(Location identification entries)
○ ○ ○ ○ ○

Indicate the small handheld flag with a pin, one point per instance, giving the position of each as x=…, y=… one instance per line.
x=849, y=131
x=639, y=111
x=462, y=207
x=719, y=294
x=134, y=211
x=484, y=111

○ ○ ○ ○ ○

> _Aim_:
Return each line of the data above without changing anything.

> _Solution to this problem_:
Indicate the small handheld flag with a pin, one point per instance, giving the position of each as x=…, y=… one instance per line.
x=849, y=131
x=639, y=111
x=462, y=207
x=719, y=294
x=134, y=211
x=484, y=111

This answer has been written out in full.